• _WHAT IS ASKED_: Arrange the items below as a numbered list, omitting any blank lines.

• _DATASET RECORDS_:
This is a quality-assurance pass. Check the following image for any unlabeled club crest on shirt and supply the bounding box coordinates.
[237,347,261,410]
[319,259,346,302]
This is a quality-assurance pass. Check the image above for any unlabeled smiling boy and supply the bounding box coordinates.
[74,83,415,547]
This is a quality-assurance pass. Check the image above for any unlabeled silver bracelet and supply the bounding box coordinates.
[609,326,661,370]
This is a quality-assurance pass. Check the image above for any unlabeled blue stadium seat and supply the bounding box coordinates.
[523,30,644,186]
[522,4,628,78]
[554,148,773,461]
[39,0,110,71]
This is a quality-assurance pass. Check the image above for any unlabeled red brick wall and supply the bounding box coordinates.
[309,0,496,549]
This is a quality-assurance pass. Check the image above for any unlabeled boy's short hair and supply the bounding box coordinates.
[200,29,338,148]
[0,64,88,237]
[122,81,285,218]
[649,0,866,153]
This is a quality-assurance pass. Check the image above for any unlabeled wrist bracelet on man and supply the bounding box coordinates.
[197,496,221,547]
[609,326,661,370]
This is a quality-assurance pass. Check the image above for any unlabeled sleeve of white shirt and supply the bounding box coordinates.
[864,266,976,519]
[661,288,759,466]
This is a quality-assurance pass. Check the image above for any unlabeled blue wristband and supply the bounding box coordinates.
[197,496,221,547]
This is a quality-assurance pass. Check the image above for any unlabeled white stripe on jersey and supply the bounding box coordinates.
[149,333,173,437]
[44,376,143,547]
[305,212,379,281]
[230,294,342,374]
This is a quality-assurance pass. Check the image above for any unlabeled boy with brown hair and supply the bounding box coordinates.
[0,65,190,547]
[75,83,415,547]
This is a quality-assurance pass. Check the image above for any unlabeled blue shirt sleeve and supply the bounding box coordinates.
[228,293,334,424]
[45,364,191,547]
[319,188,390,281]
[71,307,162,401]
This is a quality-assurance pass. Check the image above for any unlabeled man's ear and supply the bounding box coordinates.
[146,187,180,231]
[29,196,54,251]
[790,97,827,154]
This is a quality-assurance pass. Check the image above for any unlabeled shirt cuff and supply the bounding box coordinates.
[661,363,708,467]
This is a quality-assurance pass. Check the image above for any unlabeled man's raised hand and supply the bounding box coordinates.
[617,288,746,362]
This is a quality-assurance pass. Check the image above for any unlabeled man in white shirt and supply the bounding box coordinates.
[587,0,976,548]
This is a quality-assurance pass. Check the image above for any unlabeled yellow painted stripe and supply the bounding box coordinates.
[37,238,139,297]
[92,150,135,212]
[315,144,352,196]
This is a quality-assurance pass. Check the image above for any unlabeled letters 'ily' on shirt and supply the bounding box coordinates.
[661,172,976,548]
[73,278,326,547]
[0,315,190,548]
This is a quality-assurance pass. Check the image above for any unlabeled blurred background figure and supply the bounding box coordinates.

• _WRITTEN SOLUTION_:
1. This is a quality-assurance pass. Check the following image for any unlabeled club crest on shirt and supply the bounding box coordinates.
2. [237,347,261,410]
3. [319,259,346,302]
4. This is a quality-assurance pass. Check the image above for any unlabeled smiling boy and supply the bounding box coordinates.
5. [74,83,415,547]
6. This is a quality-assurance pass. Check the image above for any unlabeled silver bracelet and supply the bounding box coordinates.
7. [609,326,661,370]
8. This is a quality-assurance pass. Check the image above for any unlabeled blue stadium seat and supply the bounding box coordinates.
9. [523,30,644,186]
10. [522,4,628,78]
11. [554,148,773,461]
12. [39,0,110,71]
13. This is a quality-assurance pass. Check the image above for any unlabeled red brick wall and supply the bounding box coordinates.
14. [309,0,496,549]
15. This is a quality-assurance pass. Check the image above for any unlabeled boy's short hair and supply the bounding box coordinates.
16. [200,29,338,148]
17. [0,64,88,237]
18. [122,81,285,218]
19. [649,0,866,153]
20. This is a quality-assurance pass. Check the image above for any unlabeled wrist bracelet on man and supply the bounding box coordinates.
21. [197,496,221,547]
22. [609,326,661,370]
23. This is a quality-assurance pass. Check the image above for any unlabeled sleeve of white shirt and supply the bounding box coordinates.
24. [864,266,976,519]
25. [661,288,759,466]
26. This is a quality-assurance pass. Check the image above for any unlabeled blue wristband and supply the bounding box coordinates.
27. [197,496,221,547]
28. This is a quality-assurance pass. Check the image above for any unlabeled white stripe on jersey and supply the bounding box coordinates.
29. [149,333,173,437]
30. [44,376,143,547]
31. [305,212,379,281]
32. [230,294,342,374]
33. This is a quality-assurance pass. Check the image above for any unlabeled boy with brown hair and supply the bounding box coordinates.
34. [0,65,190,547]
35. [75,83,415,547]
36. This is a quality-assurance pass. Check the image above for any unlabeled blue shirt sleeve and supply the bounding box coordinates.
37. [228,293,334,424]
38. [45,364,191,547]
39. [319,188,390,281]
40. [71,307,162,401]
41. This is a quality-assurance pass. Check the image above for any unlabeled man's ear and supply the bounding box coordinates.
42. [146,187,180,231]
43. [29,196,54,251]
44. [790,97,827,154]
45. This is a quality-assurance pass. Check the image above for any unlabeled shirt cuff and supply the bounding box coordinates.
46. [661,363,708,467]
47. This is a quality-assurance pass. Check the image above for any unlabeled man's raised hand and supply the bounding box coordinates.
48. [617,288,746,362]
49. This is a quality-assurance pass. Check the image above for any unlabeled man in white shirt and supply the bounding box coordinates.
50. [587,0,976,548]
51. This is a quality-assurance pass. Check the image above for any unlabeled yellow painted stripe and supply the bounding box coordinates.
52. [37,238,139,297]
53. [92,150,135,212]
54. [315,144,352,196]
55. This is a quality-assurance pass. Check the image above for any unlabeled letters 'ily' on shirt and supply the bounding box coordinates.
56. [661,172,976,548]
57. [73,278,326,547]
58. [0,315,190,548]
59. This is a quality-assurance pass. Check the image above for any unlabeled blurred background figure and supply the bounding box coordinates.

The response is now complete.